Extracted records
═══

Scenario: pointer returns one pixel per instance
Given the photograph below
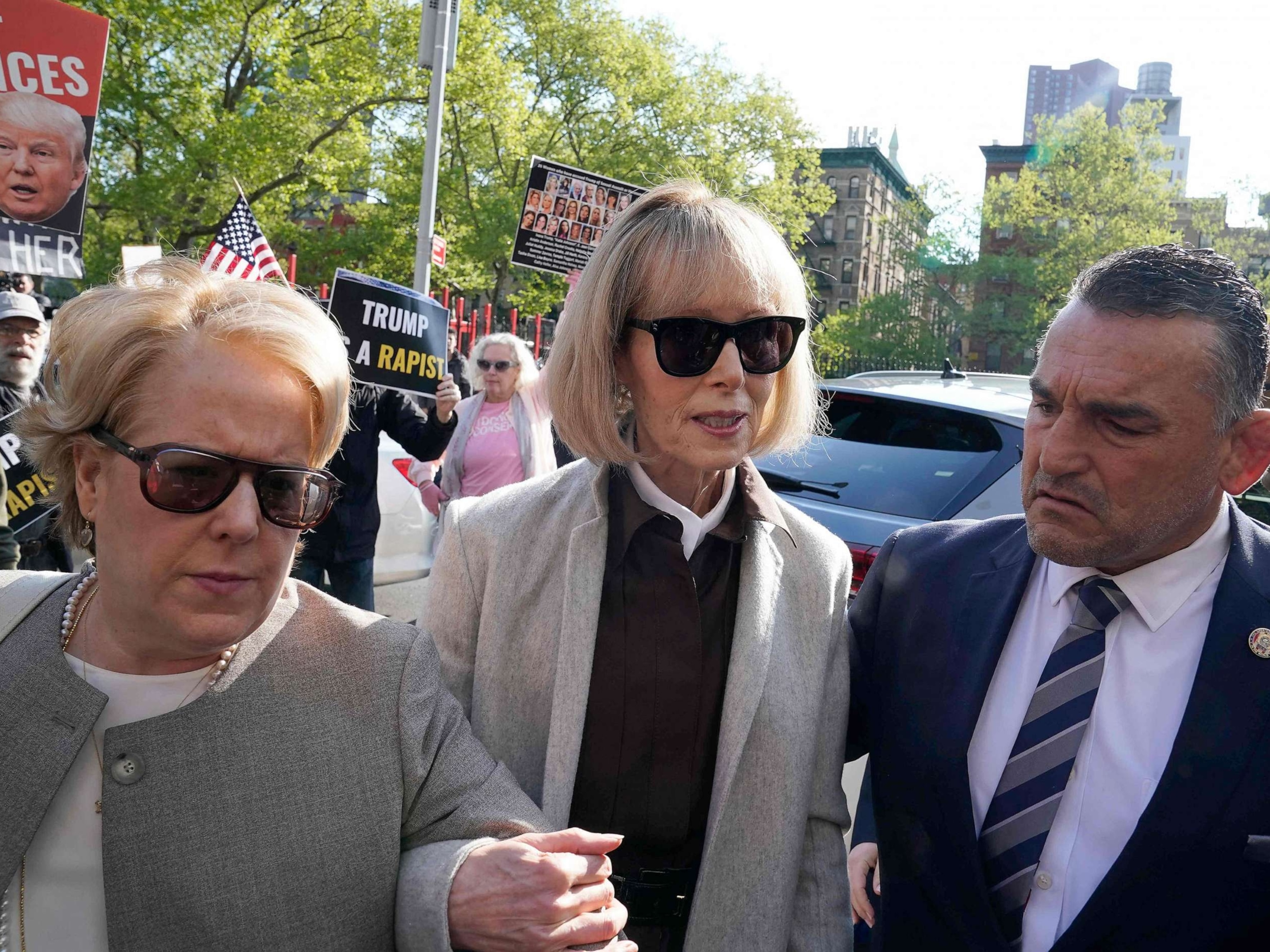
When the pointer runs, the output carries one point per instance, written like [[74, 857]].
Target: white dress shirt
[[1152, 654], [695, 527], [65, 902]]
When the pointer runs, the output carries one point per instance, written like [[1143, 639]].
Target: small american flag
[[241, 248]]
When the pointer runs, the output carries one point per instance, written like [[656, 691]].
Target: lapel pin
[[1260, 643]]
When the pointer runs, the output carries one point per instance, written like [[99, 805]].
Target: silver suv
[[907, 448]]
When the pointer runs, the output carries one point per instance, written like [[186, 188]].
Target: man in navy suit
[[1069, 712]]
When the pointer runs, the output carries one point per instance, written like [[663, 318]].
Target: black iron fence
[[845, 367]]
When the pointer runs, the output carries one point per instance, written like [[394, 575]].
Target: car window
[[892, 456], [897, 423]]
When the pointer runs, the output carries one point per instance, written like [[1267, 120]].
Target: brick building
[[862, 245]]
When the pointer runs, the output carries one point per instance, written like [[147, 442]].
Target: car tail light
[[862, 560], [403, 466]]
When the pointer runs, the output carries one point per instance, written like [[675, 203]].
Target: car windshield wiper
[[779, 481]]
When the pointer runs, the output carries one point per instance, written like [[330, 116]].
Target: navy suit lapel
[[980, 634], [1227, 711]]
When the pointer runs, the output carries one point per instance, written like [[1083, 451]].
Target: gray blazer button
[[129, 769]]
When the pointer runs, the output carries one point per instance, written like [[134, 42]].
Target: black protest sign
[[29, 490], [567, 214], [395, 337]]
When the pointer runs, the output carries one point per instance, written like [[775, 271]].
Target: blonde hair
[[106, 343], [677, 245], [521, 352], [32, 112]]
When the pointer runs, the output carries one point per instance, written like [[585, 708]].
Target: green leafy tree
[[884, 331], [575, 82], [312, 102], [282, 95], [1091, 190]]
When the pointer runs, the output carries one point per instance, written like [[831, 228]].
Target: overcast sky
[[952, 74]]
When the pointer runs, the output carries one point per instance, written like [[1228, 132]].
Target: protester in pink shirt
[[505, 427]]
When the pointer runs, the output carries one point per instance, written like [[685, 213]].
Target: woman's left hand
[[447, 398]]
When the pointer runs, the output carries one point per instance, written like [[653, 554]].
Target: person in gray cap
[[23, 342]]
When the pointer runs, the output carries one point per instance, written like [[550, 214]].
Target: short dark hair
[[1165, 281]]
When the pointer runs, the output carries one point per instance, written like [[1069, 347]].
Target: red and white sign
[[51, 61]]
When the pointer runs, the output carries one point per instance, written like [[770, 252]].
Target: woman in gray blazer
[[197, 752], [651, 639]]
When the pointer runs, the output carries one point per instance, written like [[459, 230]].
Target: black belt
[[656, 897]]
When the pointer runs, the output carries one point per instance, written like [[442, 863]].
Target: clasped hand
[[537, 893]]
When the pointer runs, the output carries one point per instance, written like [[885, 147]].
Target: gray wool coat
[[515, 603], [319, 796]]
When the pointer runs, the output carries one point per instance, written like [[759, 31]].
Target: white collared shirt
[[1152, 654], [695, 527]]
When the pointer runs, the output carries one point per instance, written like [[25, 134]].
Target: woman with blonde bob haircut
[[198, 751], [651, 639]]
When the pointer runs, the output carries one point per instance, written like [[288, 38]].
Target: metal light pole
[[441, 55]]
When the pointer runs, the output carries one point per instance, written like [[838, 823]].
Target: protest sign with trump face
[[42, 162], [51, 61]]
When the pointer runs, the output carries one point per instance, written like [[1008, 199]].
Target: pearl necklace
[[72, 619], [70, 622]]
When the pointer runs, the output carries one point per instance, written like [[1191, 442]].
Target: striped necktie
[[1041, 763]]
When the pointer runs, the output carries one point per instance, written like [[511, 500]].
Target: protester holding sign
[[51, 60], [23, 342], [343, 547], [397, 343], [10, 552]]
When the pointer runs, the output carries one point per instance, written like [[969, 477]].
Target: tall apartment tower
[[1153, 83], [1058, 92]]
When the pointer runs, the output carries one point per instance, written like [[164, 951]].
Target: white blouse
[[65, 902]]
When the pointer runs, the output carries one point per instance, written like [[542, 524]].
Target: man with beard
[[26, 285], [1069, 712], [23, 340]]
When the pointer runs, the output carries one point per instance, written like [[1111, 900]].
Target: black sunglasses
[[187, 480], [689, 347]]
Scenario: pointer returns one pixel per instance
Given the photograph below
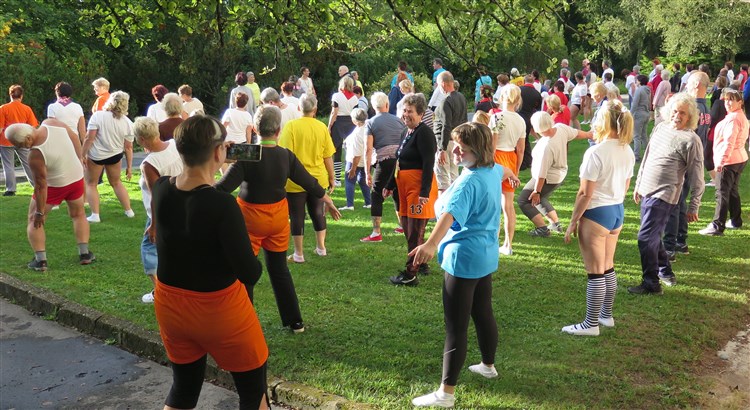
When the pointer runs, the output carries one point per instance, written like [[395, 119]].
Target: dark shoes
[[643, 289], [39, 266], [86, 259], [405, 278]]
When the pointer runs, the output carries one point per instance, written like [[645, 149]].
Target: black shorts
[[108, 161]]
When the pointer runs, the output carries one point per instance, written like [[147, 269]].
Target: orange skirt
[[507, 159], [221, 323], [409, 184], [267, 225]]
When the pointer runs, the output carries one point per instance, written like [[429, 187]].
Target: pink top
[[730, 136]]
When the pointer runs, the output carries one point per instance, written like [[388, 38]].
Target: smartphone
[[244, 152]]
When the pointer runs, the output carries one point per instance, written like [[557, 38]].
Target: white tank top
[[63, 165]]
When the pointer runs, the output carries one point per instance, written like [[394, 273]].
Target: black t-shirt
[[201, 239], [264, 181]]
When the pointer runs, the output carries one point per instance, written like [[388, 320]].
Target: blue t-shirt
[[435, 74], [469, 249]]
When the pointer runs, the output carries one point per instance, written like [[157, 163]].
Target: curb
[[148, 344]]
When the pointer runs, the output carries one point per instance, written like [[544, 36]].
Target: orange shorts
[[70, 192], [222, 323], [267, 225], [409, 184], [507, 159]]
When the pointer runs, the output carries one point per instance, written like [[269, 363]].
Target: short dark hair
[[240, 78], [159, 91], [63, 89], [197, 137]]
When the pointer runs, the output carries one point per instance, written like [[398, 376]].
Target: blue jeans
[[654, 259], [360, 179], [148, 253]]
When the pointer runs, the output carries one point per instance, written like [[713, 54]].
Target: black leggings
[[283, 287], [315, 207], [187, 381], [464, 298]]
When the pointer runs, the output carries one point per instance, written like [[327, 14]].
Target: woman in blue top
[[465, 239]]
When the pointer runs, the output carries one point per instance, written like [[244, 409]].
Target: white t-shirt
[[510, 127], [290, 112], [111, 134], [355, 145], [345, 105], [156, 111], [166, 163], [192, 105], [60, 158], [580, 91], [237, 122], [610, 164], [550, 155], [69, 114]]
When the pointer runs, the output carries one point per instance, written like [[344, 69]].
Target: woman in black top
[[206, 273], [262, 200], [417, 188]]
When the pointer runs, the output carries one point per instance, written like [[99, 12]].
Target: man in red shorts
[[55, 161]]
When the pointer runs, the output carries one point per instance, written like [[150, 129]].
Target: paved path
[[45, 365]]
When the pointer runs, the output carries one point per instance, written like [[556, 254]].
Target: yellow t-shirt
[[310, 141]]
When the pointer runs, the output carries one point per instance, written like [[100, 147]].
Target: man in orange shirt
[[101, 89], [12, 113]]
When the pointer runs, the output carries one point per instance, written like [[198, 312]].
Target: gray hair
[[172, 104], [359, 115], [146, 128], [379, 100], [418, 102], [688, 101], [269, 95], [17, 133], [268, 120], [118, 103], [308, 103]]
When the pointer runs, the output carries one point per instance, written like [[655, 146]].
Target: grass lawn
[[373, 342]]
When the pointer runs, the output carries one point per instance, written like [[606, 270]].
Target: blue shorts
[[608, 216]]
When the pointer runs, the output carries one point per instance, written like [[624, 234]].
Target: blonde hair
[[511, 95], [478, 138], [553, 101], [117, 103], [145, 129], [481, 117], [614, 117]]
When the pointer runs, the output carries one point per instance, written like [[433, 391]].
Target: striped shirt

═══

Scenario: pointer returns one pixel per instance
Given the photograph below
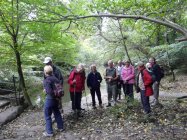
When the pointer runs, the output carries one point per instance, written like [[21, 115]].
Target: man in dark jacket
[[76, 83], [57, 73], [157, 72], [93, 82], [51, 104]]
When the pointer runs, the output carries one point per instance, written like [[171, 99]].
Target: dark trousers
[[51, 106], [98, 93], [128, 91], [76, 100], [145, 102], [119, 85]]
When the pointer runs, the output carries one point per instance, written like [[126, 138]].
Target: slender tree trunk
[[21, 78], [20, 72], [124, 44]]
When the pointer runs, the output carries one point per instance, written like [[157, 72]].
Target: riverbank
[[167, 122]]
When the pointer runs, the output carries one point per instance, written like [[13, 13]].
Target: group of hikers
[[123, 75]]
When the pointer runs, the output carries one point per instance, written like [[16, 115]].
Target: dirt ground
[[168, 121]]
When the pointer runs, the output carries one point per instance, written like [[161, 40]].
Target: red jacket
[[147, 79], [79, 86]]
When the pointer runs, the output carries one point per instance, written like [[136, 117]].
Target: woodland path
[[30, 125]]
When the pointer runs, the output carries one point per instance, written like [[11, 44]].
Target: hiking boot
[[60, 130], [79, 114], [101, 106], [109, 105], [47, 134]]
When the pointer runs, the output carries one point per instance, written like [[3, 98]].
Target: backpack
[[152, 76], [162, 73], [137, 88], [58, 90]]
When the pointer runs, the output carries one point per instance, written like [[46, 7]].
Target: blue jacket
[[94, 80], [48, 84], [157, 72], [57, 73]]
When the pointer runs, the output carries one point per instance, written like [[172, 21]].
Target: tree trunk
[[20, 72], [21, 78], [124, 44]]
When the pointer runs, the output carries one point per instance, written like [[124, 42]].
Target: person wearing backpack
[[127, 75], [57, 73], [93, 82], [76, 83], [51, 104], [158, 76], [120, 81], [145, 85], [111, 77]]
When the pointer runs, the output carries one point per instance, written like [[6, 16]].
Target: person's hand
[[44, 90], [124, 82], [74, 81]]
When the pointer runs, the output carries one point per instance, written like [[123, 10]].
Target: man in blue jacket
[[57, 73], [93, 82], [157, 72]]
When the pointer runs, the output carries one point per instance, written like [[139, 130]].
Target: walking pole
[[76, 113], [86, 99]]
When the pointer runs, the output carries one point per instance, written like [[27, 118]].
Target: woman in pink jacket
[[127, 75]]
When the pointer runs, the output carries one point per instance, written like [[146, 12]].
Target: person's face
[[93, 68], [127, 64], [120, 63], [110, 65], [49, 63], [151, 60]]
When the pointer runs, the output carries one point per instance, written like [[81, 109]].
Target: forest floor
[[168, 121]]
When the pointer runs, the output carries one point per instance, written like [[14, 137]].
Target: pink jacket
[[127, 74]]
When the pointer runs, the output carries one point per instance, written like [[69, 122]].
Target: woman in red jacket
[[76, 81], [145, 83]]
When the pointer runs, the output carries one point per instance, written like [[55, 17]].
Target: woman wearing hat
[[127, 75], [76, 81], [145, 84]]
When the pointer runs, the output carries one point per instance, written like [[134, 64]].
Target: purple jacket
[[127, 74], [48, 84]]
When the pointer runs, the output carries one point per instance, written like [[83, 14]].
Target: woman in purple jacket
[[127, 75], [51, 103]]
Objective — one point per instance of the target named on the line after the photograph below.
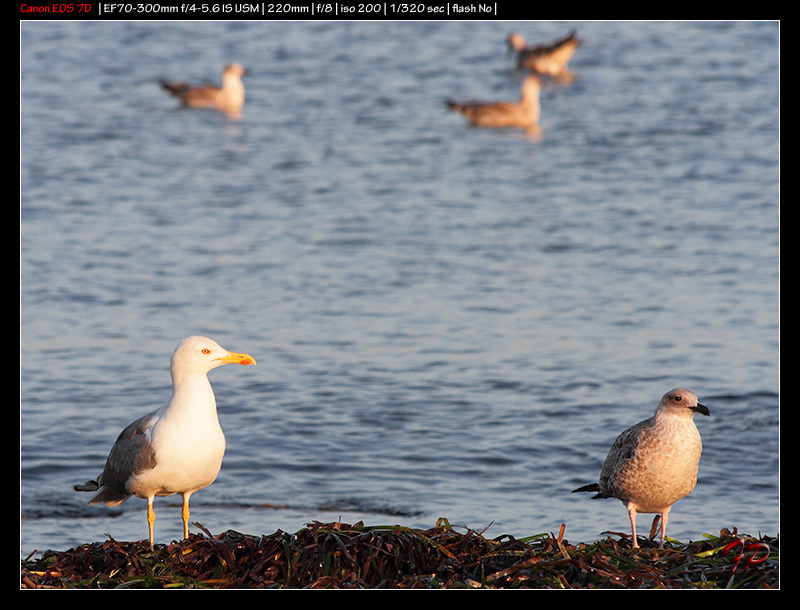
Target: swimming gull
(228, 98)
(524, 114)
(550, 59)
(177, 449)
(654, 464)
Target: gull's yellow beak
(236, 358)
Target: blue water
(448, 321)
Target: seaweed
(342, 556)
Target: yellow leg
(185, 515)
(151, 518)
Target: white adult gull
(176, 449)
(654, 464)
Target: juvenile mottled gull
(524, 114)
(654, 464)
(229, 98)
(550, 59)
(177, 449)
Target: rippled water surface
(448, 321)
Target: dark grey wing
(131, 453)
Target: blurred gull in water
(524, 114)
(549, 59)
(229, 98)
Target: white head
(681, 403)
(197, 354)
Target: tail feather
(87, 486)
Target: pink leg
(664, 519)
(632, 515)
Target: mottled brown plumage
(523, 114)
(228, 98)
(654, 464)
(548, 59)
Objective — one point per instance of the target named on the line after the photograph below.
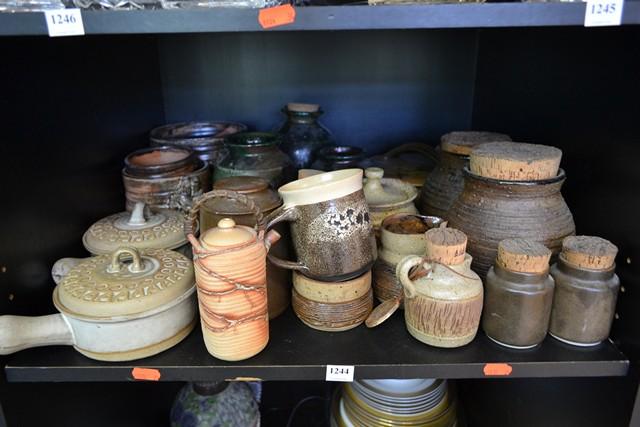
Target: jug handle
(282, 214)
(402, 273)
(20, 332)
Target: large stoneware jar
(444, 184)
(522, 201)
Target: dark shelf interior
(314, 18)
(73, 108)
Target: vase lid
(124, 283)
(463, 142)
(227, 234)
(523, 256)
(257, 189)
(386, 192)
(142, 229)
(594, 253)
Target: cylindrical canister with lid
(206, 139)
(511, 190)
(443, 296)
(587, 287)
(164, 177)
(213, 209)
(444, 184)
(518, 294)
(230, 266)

═══

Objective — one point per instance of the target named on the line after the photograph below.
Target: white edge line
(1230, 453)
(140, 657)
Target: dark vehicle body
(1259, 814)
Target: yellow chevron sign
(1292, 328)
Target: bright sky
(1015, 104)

═══

From the listing above, select and copy each line that contains the string "shirt".

● FINISHED TASK:
Target: white dress shirt
Target: protester in pink shirt
Target: white collared shirt
Target: black t-shirt
Target: blue t-shirt
Target: white t-shirt
Target: yellow t-shirt
Target: man in orange shirt
Target: striped shirt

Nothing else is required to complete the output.